§ **PROBLEM 1**
From the well interference article, list every action that it says is done to parent wells to kick off field development.
§ **PROBLEM 2**
Write the next part of the article on parent-child well interference, starting after its final paragraph.
-------- DOCUMENT SEGMENT
SAN ANTONIO—Avoiding parent-child friction seems unavoidable, especially in horizontal well pad infrastructure. To kickoff field development parent wells are primarily drilled, completed and produced. But, once the adjacent child well is drilled, it enters a pressurized and stressed environment.
The more infill wells that are drilled in a section often leads to a higher water, lower oil production ratio and, ultimately, results in a steep decline in EUR. The argument posed is whether or not this is the result of well spacing.
Negligence toward the data is why some industry experts say operators can’t see that the answer is clearly no.
Experts examined the challenges of inter-well interference between parent wells and newly fractured child wells, and uncovered the role of relative permeability during the Well Interference Forum at Hart Energy’s DUG Eagle Ford Conference & Exhibition on Sept. 24.
Collection and analysis of frac-driven interaction data can provide the engineering information needed to avoid and mitigate the possible negative effects, according to Dr. Ali Daneshy, president of Daneshy Consultants International. They can also optimize the effectiveness of the completion and fracturing operations.
“With the present completion systems that we’re using, frac-driven interactions are unavoidable,” he said. “[However], the collection of frac-interaction data can provide very important engineering data information that we need in order to raise the level of fracture treatments to a higher level.”
----------------
-------- RECORDS SUPPLIED
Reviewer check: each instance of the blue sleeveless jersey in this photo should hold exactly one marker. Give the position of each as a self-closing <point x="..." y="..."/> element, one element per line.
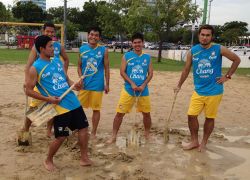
<point x="207" y="66"/>
<point x="137" y="71"/>
<point x="53" y="79"/>
<point x="96" y="57"/>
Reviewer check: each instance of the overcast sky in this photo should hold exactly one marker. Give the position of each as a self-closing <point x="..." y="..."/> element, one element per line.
<point x="221" y="10"/>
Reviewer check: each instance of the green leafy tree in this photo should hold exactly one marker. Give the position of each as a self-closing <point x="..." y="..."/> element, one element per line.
<point x="5" y="14"/>
<point x="231" y="31"/>
<point x="160" y="17"/>
<point x="28" y="12"/>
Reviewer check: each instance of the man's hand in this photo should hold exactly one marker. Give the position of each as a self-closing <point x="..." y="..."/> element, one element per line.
<point x="141" y="88"/>
<point x="221" y="80"/>
<point x="78" y="86"/>
<point x="177" y="89"/>
<point x="54" y="99"/>
<point x="106" y="89"/>
<point x="134" y="87"/>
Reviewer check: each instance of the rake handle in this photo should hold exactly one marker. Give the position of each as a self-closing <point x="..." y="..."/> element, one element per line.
<point x="175" y="96"/>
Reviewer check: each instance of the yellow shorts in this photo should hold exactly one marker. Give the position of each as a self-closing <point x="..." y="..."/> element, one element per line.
<point x="209" y="103"/>
<point x="127" y="101"/>
<point x="90" y="99"/>
<point x="35" y="102"/>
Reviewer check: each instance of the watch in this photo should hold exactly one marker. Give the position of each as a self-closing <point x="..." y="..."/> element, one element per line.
<point x="228" y="76"/>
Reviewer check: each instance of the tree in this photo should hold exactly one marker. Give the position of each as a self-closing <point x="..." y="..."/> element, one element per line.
<point x="5" y="14"/>
<point x="28" y="12"/>
<point x="231" y="31"/>
<point x="160" y="17"/>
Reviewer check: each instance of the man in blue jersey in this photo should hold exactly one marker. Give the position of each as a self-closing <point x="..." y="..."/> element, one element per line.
<point x="93" y="86"/>
<point x="59" y="51"/>
<point x="50" y="78"/>
<point x="137" y="71"/>
<point x="206" y="60"/>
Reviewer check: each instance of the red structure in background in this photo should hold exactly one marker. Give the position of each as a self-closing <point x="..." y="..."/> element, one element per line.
<point x="25" y="42"/>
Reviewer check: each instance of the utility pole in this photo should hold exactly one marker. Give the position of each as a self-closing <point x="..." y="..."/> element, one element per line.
<point x="193" y="29"/>
<point x="210" y="1"/>
<point x="204" y="19"/>
<point x="65" y="22"/>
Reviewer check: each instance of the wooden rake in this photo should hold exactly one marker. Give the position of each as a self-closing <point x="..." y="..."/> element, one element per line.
<point x="46" y="111"/>
<point x="166" y="129"/>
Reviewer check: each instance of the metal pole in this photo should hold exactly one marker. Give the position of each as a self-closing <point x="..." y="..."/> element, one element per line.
<point x="193" y="29"/>
<point x="65" y="21"/>
<point x="210" y="1"/>
<point x="204" y="12"/>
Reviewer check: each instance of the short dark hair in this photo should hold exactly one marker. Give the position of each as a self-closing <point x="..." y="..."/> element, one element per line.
<point x="48" y="24"/>
<point x="137" y="36"/>
<point x="42" y="41"/>
<point x="96" y="29"/>
<point x="207" y="26"/>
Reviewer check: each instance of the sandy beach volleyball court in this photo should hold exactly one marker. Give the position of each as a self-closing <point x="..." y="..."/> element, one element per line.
<point x="227" y="157"/>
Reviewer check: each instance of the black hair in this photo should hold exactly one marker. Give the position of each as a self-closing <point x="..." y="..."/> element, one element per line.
<point x="137" y="36"/>
<point x="207" y="26"/>
<point x="42" y="41"/>
<point x="96" y="29"/>
<point x="48" y="24"/>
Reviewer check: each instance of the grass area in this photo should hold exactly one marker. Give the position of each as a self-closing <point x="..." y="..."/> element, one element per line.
<point x="13" y="56"/>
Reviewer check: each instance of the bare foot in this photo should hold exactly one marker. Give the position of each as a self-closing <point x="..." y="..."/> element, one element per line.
<point x="202" y="147"/>
<point x="86" y="162"/>
<point x="49" y="133"/>
<point x="49" y="165"/>
<point x="147" y="136"/>
<point x="93" y="137"/>
<point x="190" y="146"/>
<point x="111" y="140"/>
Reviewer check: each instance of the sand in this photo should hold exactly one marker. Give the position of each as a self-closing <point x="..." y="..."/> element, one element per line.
<point x="227" y="157"/>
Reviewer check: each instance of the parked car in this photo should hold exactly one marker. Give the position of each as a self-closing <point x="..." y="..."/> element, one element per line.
<point x="184" y="47"/>
<point x="238" y="48"/>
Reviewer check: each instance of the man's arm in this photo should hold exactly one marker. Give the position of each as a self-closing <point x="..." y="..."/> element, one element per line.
<point x="149" y="77"/>
<point x="236" y="61"/>
<point x="65" y="59"/>
<point x="79" y="66"/>
<point x="125" y="76"/>
<point x="185" y="72"/>
<point x="32" y="57"/>
<point x="31" y="82"/>
<point x="107" y="71"/>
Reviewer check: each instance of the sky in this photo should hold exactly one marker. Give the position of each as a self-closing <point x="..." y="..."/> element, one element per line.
<point x="222" y="11"/>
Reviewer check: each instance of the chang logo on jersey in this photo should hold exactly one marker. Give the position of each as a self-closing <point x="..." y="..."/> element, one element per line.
<point x="56" y="51"/>
<point x="91" y="61"/>
<point x="144" y="63"/>
<point x="204" y="68"/>
<point x="58" y="81"/>
<point x="195" y="59"/>
<point x="59" y="67"/>
<point x="212" y="56"/>
<point x="46" y="75"/>
<point x="137" y="73"/>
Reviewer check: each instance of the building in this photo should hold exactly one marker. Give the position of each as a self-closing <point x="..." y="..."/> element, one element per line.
<point x="40" y="3"/>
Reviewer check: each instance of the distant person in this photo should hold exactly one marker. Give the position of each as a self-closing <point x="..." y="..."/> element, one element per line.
<point x="59" y="52"/>
<point x="49" y="73"/>
<point x="93" y="86"/>
<point x="206" y="61"/>
<point x="137" y="71"/>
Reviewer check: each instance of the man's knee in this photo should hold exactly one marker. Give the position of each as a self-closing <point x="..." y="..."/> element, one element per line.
<point x="192" y="117"/>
----------------
§ **REPLY 1**
Drilled, completed and produced.

§ **REPLY 2**
William Von Gonten Jr., president of W.D. Von Gonten & Co. Petroleum Engineering, agreed, saying high-resolution reservoir simulation modeling is the best preventive measure to mitigate underperformance of wells.
“I want to build a model that emulates what’s actually going on downhole,” Von Gonten said. “If I can build a model that accurately represents the fracture system then I can look at the stress, pressure and depletion of the rock and start to build a model on how to infill wells, sequence the stages and then you can calibrate it to performance, fracture and microseismic data. We need a dynamic model that’s running 24/7—as I’m fracking wells I’m predicting the next stage.”
The hi-res data should include ash beds and calcite beds, measured fluid leak-off, and centimeter scale rock properties like fabric, he said. To achieve centimeter scale, Von Gonten’s company adopted the medical industry’s centimeter resolution software used for brain scanning.
“Take the data and put it in a frac model that can handle that resolution, the fabric of the rock in centimeter scale, stress shadowing between the clusters and wells, and handle the depletion of the parent wells or older wells,” Von Gonten said.
When water production increases due to frac hits during child well treatment, Von Gonten said the data should indicate a permeability problem rather than a spacing issue.
“If it is interference, the wells are robbing each other’s oil but they don’t rob each other’s water? The Eagle Ford doesn’t make water, so any water you get back is coming from your fractures,” he said.
Ideally, the model output will provide enhanced imaging on fracture geometry, conductivity and stress profiles for more accurate history matching. He said that in-depth interference data allots the history matching of both oil and water, fostering a better understanding of the reservoir.
“If you don’t know what fractures look like, or the permeability and pressure of the rock, or where conductivity sits, how can you history match without that,” he asked. “Instead of continuing to pump, why not have the model identify the solution?”
He said the responsibility rests is in the hands of the industry to analyze the pool of data and produce—and benefit from—a real-time, predictive model rather than charts that illustrate the past.
“There’s a lot of data and we need to use it in real-time, dynamically, as we’re fracking,” Von Gonten said.